WORK TO BE COMPLETED
Please retype the line that contains "Target: black wetsuit sleeve" and all lines that follow it to the end of the entries below, exactly as they stand, with nothing added.

-- SOURCE MATERIAL follows --

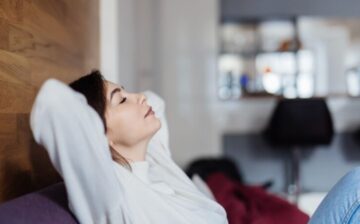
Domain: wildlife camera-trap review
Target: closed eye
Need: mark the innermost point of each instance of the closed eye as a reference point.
(123, 100)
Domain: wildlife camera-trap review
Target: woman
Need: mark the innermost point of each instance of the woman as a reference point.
(111, 148)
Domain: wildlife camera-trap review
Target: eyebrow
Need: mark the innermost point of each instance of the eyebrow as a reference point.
(115, 91)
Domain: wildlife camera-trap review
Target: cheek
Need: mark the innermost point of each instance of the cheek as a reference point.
(127, 125)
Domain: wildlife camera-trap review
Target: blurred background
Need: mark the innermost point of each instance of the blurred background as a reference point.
(222, 67)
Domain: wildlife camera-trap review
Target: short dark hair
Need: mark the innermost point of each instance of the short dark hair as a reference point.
(92, 86)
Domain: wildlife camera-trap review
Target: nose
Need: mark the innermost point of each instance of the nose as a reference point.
(141, 98)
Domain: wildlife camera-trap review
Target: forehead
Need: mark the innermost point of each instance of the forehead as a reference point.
(110, 86)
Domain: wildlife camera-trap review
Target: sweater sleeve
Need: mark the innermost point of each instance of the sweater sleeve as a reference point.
(161, 139)
(73, 135)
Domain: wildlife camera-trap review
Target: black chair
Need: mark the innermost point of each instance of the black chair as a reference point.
(296, 124)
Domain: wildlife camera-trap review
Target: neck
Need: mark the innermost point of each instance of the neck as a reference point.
(134, 153)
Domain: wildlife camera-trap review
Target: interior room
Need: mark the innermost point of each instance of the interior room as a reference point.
(261, 100)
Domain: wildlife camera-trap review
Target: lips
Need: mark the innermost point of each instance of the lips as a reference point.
(149, 112)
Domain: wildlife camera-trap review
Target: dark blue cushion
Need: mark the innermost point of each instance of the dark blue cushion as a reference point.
(46, 206)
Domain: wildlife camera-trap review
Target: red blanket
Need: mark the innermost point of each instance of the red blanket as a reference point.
(252, 205)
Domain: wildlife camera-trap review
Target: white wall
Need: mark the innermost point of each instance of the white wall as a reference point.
(171, 47)
(117, 61)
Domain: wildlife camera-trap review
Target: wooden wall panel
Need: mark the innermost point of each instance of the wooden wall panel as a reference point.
(39, 39)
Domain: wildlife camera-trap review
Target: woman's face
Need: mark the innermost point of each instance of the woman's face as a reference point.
(127, 116)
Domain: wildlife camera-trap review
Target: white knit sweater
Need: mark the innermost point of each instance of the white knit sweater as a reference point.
(100, 190)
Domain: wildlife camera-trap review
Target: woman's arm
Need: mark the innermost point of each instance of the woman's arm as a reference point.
(161, 138)
(73, 135)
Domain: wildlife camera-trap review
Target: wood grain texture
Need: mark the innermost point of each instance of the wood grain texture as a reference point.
(39, 39)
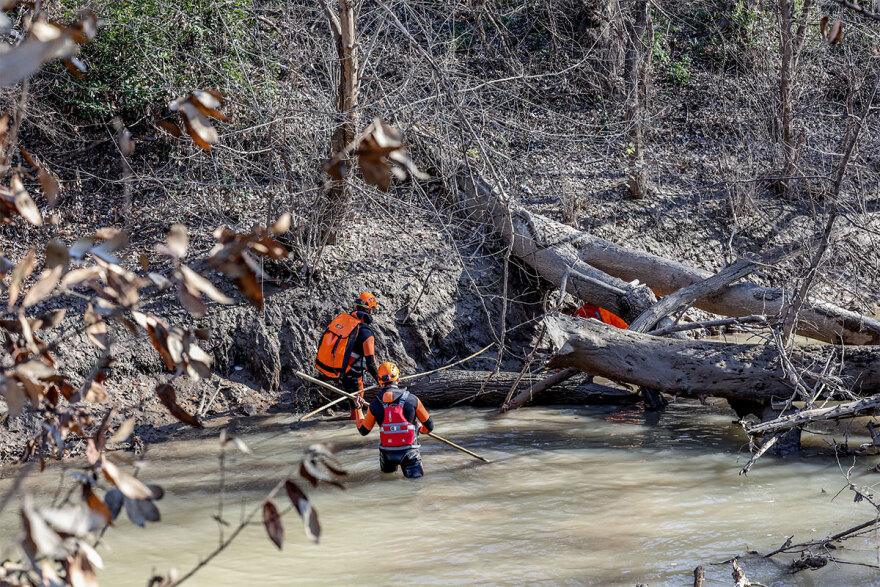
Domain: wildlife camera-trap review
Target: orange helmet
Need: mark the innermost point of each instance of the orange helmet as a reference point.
(367, 302)
(388, 373)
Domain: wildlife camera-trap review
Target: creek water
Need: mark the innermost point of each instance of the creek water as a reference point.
(596, 496)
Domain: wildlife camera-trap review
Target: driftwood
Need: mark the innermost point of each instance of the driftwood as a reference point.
(556, 262)
(845, 410)
(698, 368)
(553, 249)
(450, 387)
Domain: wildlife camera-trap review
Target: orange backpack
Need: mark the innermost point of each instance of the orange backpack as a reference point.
(334, 350)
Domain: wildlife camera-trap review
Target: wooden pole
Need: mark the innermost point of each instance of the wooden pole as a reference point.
(350, 396)
(336, 401)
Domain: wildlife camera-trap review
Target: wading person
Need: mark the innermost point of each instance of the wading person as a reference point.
(348, 348)
(398, 414)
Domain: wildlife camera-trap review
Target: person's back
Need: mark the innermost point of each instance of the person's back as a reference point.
(399, 414)
(347, 348)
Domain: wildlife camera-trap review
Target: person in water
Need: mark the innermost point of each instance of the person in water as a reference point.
(398, 413)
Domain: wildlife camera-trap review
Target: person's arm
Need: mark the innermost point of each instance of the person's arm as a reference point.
(364, 423)
(370, 356)
(424, 417)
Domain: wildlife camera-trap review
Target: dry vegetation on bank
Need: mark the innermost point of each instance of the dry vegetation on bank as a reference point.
(699, 131)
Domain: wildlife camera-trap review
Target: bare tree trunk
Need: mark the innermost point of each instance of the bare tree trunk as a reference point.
(452, 387)
(753, 372)
(546, 245)
(531, 239)
(791, 42)
(342, 24)
(637, 67)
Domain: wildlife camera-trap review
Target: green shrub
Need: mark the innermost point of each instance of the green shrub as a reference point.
(147, 51)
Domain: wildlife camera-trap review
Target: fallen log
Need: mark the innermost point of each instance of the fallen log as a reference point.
(442, 390)
(699, 368)
(789, 421)
(558, 263)
(536, 234)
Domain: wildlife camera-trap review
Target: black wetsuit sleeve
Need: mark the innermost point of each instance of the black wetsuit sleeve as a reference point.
(367, 345)
(375, 415)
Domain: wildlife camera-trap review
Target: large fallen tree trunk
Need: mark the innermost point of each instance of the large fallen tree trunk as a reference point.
(535, 235)
(557, 263)
(699, 368)
(448, 388)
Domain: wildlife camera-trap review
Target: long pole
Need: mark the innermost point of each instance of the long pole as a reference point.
(336, 401)
(350, 396)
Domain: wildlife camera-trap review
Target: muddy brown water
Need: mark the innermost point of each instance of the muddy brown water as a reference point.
(595, 496)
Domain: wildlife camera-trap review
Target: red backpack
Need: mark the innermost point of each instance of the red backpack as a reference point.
(337, 342)
(397, 431)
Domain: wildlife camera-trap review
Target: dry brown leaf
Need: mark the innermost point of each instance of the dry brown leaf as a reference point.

-- SOURCE MATERIAL concluded --

SOLVED PROBLEM
Target: black wetsuit sleeve
Need: mark the innermost point of each instance of the black wetsuit sleeve as a reference point.
(367, 345)
(375, 415)
Domain: wildlife camera-trap review
Target: large fallen tree trunk
Need: mark the innermost point of each instance of the large fallen tree trunk as a reference point.
(535, 235)
(557, 263)
(699, 368)
(448, 388)
Domain: wildlife camera-trap review
Target: long pole
Need: mark the innermost point of each instance of the long pole as a reference point.
(336, 401)
(350, 396)
Domain: wildlife camera-trap review
Target: muddy brown water
Need: mark the innermost point of each instance of the muddy brown water as a reference point.
(595, 496)
Domain: wildlife camera-trap review
Target: red backpack
Need: mark the innermost point of each instance of the red backpack as a reference point.
(337, 342)
(397, 431)
Domain: wildlife camera-trap review
Target: dry brown leaf
Need: mark the innermost point of each instance of the dry brown leaf as a reference point.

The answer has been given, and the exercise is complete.